___ ENTRIES PROVIDED ___
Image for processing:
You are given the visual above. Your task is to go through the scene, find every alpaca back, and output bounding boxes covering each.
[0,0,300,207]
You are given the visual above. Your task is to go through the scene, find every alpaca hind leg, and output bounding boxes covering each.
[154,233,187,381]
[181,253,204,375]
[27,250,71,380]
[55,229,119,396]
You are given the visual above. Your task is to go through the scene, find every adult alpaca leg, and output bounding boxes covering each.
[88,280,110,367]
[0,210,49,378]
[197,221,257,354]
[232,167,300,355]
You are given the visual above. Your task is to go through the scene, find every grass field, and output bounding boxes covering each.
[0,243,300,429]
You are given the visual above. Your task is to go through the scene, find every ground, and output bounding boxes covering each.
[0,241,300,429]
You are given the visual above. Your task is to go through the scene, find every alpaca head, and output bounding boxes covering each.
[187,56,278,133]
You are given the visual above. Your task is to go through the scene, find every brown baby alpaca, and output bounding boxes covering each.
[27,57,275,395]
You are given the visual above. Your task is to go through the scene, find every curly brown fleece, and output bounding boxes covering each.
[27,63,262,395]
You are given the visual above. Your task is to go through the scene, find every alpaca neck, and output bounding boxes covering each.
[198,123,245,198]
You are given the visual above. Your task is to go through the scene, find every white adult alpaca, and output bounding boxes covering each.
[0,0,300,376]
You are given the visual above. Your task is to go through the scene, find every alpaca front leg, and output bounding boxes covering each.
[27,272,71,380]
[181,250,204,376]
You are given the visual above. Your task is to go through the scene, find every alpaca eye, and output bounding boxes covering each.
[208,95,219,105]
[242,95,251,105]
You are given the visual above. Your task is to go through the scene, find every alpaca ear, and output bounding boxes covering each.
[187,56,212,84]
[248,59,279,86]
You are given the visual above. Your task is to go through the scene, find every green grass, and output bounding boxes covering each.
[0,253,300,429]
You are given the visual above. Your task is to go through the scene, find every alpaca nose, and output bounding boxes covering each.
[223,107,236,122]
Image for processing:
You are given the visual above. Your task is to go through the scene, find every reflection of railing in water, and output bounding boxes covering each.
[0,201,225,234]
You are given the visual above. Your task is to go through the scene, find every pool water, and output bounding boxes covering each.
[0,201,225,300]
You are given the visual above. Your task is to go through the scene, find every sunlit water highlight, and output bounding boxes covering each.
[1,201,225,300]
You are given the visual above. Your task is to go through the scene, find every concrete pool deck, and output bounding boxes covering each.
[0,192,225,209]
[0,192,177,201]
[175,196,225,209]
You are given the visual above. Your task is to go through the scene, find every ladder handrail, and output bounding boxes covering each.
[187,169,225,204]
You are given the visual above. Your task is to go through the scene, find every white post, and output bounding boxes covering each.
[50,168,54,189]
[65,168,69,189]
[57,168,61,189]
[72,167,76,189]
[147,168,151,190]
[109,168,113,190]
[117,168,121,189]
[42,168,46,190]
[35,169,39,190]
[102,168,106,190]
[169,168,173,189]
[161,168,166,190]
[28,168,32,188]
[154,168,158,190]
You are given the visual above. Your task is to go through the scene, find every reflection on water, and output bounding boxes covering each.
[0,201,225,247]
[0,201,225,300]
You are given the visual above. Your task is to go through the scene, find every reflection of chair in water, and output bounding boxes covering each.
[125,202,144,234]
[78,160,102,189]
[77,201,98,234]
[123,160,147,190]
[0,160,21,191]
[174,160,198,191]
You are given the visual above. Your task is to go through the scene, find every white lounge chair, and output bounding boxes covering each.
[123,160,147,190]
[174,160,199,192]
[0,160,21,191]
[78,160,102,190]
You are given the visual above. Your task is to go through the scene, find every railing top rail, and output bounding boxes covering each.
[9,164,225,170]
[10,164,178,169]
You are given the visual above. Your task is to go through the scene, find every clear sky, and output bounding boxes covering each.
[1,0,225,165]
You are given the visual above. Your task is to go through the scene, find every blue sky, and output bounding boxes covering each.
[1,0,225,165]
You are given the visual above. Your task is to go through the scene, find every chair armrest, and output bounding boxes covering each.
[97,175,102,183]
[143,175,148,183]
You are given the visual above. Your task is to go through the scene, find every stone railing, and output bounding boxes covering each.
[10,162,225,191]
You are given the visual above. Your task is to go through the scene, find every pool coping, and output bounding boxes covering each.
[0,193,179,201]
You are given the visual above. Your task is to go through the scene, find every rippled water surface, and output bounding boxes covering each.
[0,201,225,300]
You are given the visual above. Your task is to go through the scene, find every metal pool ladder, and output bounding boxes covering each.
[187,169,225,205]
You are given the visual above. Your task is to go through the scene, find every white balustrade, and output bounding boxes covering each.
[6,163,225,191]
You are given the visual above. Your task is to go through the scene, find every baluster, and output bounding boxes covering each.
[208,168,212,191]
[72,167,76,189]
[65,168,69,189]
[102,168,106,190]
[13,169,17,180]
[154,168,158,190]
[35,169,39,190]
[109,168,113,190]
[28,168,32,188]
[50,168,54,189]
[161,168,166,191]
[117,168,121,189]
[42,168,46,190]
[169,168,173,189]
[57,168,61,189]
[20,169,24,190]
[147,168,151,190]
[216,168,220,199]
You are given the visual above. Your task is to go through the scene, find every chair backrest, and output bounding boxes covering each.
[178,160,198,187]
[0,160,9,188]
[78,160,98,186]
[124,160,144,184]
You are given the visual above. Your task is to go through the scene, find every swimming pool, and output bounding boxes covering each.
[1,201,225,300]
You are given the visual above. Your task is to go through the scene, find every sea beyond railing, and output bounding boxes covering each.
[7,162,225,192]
___
» **PROBLEM DESCRIPTION**: Pull out every line of the records above that includes the word "reflection", and list those lines.

» **WRITTEN SOLUTION**:
You are given the visual above. Your task is to go through the scene, find every reflection of railing in water, and output bounding boxes covering each.
You are given the visual above. Your task is to go through the scene, find every reflection on water, and output bounding boxes covering each.
You are given the visual above. Your task is to go through the scene, find every reflection of chair in water, and output bounding boxes covering each.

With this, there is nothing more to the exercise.